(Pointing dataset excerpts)

::::::::::

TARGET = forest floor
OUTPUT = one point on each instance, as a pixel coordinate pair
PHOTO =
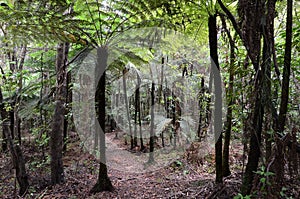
(184, 178)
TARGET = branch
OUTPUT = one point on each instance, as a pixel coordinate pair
(233, 21)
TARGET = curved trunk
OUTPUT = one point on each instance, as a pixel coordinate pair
(213, 45)
(103, 182)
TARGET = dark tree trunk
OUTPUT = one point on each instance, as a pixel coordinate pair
(226, 167)
(213, 45)
(103, 182)
(151, 154)
(127, 107)
(139, 111)
(136, 108)
(15, 150)
(268, 32)
(68, 109)
(5, 124)
(279, 156)
(287, 68)
(56, 138)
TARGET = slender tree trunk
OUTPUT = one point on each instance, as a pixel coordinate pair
(127, 108)
(68, 109)
(139, 112)
(268, 32)
(226, 167)
(151, 154)
(15, 150)
(56, 139)
(287, 68)
(279, 156)
(213, 45)
(103, 182)
(136, 108)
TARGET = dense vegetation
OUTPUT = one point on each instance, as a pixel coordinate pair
(149, 85)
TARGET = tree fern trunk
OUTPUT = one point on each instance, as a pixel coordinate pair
(103, 182)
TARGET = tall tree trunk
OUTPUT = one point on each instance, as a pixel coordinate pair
(127, 107)
(136, 108)
(68, 109)
(151, 154)
(103, 182)
(287, 68)
(139, 111)
(279, 156)
(56, 138)
(15, 150)
(213, 45)
(225, 165)
(268, 32)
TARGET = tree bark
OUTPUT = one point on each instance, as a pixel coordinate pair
(225, 165)
(213, 45)
(56, 138)
(127, 107)
(151, 154)
(103, 182)
(287, 68)
(15, 151)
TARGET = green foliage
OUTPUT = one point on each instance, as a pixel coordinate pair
(240, 196)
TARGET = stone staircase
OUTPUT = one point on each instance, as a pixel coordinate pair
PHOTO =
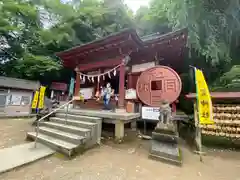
(69, 134)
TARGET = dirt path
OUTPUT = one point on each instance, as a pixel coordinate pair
(128, 161)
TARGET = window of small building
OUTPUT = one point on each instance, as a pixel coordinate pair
(157, 85)
(25, 100)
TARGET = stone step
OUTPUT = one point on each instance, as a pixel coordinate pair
(64, 147)
(67, 128)
(78, 123)
(166, 160)
(165, 150)
(60, 114)
(69, 137)
(165, 137)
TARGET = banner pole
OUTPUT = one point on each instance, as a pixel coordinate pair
(198, 136)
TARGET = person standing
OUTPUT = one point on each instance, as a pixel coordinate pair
(107, 96)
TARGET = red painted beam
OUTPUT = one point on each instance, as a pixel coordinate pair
(100, 64)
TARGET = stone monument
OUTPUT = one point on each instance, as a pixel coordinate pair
(164, 145)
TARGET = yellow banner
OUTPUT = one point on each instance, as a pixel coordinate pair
(204, 101)
(41, 97)
(35, 100)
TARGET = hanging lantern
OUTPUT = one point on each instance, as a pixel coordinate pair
(98, 78)
(84, 79)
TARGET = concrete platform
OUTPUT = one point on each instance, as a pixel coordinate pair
(105, 114)
(20, 155)
(117, 118)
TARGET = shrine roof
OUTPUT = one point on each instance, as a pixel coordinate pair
(125, 43)
(127, 37)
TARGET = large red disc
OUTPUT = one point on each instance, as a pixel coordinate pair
(157, 84)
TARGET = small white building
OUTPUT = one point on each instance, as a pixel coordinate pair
(16, 96)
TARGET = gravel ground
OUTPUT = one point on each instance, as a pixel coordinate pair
(13, 131)
(128, 161)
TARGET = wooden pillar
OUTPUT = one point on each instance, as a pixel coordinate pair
(77, 85)
(121, 87)
(119, 130)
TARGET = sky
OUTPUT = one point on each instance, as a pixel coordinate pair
(136, 4)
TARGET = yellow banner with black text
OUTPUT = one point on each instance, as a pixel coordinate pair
(204, 101)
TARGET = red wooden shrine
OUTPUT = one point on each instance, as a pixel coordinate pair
(109, 52)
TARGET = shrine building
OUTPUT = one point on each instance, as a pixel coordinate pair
(142, 71)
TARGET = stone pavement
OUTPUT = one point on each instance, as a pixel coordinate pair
(22, 154)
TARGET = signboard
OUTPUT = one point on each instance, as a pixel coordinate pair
(142, 67)
(131, 94)
(204, 102)
(87, 93)
(150, 113)
(41, 97)
(35, 100)
(16, 100)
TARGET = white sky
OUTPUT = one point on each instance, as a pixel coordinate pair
(136, 4)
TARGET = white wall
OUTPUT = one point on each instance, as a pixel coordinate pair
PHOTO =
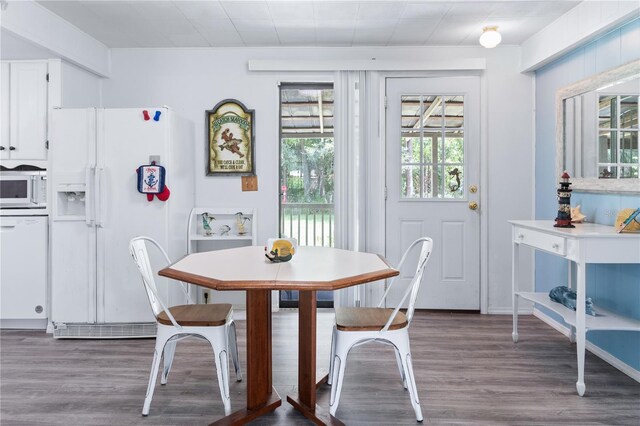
(80, 88)
(194, 80)
(13, 47)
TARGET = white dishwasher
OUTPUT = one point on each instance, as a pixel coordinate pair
(23, 272)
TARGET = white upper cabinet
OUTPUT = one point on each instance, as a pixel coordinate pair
(5, 116)
(25, 111)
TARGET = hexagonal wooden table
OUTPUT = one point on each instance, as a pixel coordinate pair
(311, 269)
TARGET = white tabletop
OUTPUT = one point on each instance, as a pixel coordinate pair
(581, 230)
(318, 268)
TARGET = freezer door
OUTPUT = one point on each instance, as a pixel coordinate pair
(73, 272)
(125, 141)
(73, 236)
(23, 276)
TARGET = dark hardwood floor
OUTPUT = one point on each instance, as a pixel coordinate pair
(467, 370)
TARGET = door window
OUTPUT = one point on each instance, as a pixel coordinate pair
(432, 145)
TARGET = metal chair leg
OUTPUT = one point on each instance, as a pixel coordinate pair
(161, 340)
(233, 347)
(169, 352)
(332, 356)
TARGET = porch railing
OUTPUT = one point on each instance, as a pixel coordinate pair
(310, 224)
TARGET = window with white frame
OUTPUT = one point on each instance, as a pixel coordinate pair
(432, 144)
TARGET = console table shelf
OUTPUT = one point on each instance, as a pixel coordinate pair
(604, 319)
(584, 244)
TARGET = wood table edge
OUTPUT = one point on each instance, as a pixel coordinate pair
(244, 415)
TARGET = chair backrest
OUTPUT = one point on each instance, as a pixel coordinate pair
(426, 247)
(140, 255)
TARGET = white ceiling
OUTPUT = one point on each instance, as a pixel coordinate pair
(215, 23)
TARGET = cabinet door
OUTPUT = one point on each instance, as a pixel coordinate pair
(4, 110)
(23, 276)
(28, 110)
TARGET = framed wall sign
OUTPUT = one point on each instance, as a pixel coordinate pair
(230, 139)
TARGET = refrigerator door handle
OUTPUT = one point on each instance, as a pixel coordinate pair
(88, 207)
(99, 194)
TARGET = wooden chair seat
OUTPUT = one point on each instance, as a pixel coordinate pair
(197, 315)
(367, 319)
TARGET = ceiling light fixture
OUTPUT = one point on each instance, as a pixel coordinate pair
(490, 37)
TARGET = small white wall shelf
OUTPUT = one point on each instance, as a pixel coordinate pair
(199, 241)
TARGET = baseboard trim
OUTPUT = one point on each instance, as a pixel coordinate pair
(597, 351)
(24, 324)
(509, 311)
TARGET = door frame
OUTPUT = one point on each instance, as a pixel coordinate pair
(376, 198)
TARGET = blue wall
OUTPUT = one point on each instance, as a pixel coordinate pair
(615, 287)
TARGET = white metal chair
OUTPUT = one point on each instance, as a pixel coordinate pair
(357, 326)
(212, 322)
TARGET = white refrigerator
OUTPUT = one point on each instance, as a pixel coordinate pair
(96, 290)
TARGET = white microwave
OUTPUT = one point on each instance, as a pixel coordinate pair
(23, 189)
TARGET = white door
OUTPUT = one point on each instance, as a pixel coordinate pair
(125, 142)
(23, 276)
(28, 110)
(432, 179)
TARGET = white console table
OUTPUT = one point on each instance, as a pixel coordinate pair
(586, 243)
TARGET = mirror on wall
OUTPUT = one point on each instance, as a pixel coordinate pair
(597, 134)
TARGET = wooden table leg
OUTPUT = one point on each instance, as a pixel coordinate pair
(305, 400)
(262, 398)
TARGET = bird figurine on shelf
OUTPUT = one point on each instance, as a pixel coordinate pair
(206, 223)
(576, 215)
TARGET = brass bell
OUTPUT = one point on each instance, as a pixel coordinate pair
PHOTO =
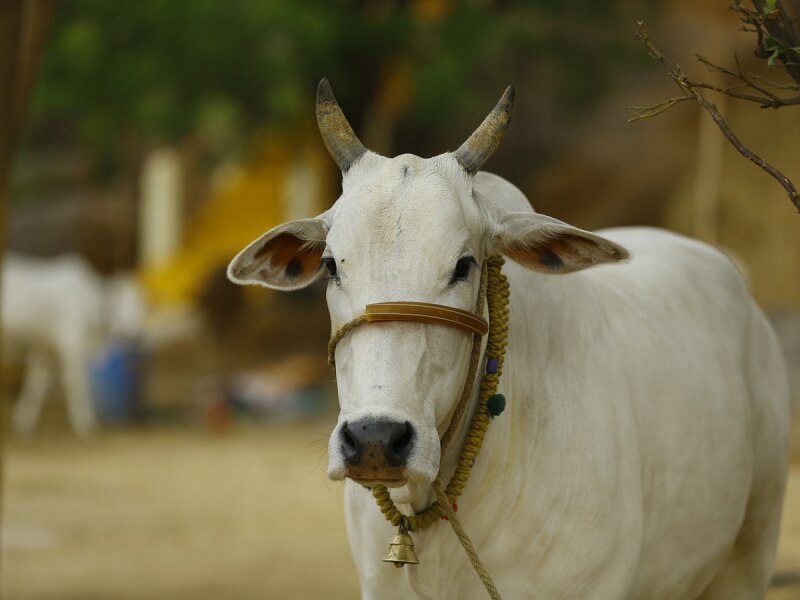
(401, 550)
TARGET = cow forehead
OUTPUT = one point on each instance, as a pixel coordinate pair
(405, 203)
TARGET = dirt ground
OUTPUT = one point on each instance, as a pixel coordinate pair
(189, 515)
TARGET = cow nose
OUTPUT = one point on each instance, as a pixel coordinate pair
(377, 442)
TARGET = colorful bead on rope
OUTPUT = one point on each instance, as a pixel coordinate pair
(495, 405)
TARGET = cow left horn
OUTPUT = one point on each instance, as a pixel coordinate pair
(343, 145)
(487, 137)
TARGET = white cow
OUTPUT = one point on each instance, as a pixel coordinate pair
(57, 313)
(643, 453)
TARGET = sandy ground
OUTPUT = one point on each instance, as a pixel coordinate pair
(182, 514)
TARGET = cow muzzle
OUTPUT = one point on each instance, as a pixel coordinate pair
(376, 450)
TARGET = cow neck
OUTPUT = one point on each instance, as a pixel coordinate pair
(495, 286)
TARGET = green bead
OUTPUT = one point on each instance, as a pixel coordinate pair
(495, 405)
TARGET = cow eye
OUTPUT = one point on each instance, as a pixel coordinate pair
(461, 272)
(330, 264)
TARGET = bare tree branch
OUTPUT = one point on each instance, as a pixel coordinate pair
(689, 90)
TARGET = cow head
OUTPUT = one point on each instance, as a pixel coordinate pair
(405, 229)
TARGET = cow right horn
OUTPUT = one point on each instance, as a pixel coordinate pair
(487, 137)
(343, 145)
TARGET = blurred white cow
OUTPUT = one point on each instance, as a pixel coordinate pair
(58, 313)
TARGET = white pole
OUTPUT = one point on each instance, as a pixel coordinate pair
(160, 208)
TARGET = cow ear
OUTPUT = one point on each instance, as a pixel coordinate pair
(547, 245)
(287, 257)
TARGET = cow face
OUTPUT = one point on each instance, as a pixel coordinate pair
(405, 229)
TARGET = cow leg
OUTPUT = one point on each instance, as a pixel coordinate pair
(79, 402)
(33, 393)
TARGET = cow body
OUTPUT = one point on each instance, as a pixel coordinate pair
(57, 313)
(643, 450)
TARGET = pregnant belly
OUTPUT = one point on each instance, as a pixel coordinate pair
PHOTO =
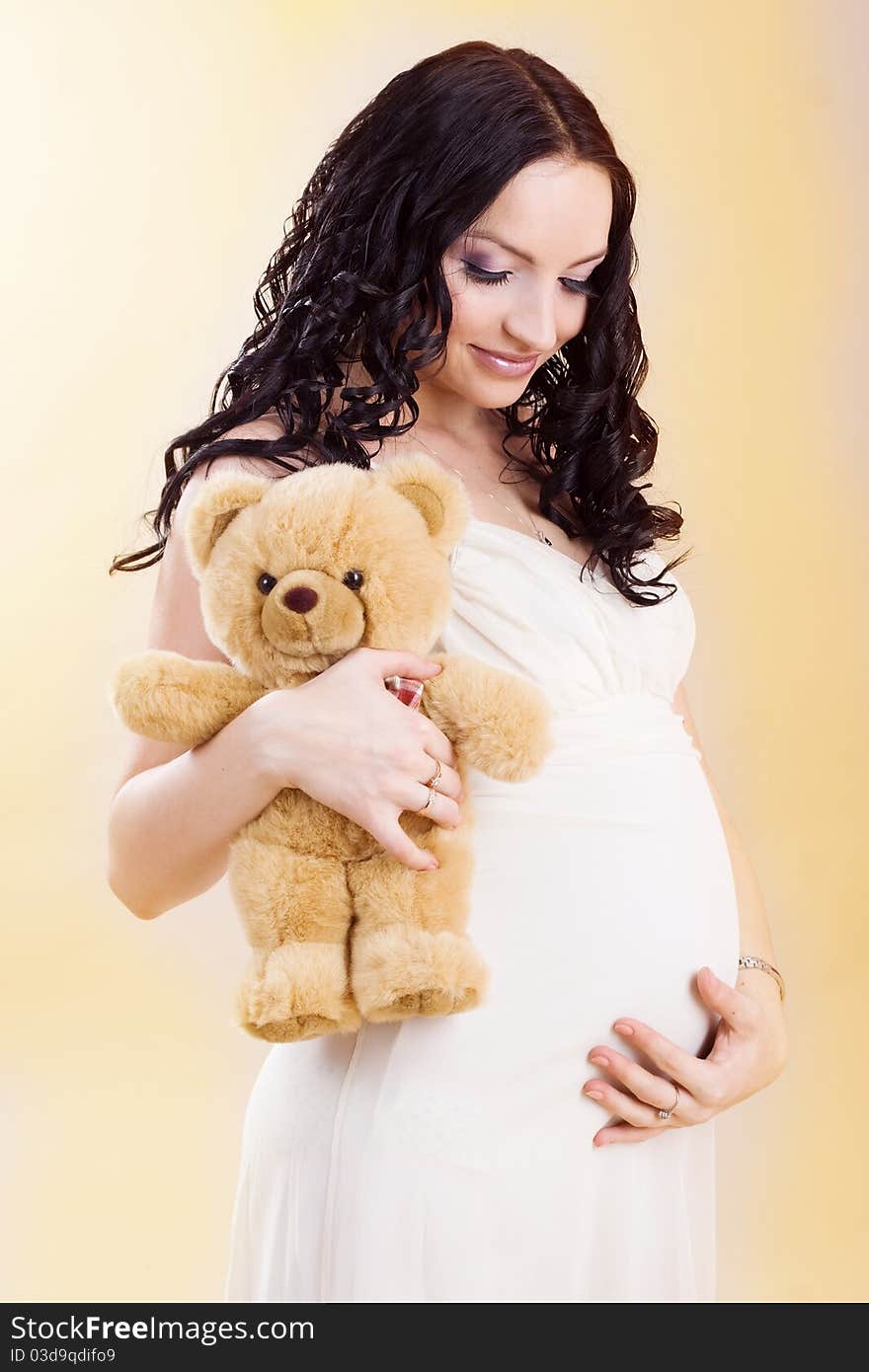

::::::::::

→ **Set task**: Rewrite every line in the stretch from the line containing "TARGET = cow right horn" through the end of the records, adding 41 to each number in the point coordinates and keeping all other lines unchanged. Leave the pictures out of your answer.

→ **Exercise result**:
TARGET = cow right horn
OUTPUT = one point on each instance, as a pixel coordinate pair
(528, 178)
(384, 186)
TARGET = blurred white cow
OUTPUT = one point on each instance, as a pixel coordinate pair
(99, 354)
TARGET = white pole
OUTPUT = one point on each instance, as a pixel coordinate pair
(201, 249)
TARGET = cow ear
OUTPUT = one point on each instance, as a pixel coordinate pair
(588, 286)
(328, 298)
TARGET = cow face
OUTPUT = one point on each instance, as a pixel coordinate pair
(446, 270)
TARGET = cow leg
OUTPUT = one point on each instance, as a pixel coordinate pair
(120, 443)
(74, 434)
TARGET = cow body
OUTPUT = one point on each instance, as a pixel coordinate pair
(98, 354)
(684, 491)
TARGET = pregnant belly
OUTPUT = one point on each instance, as a pixel coordinate pair
PHOTO =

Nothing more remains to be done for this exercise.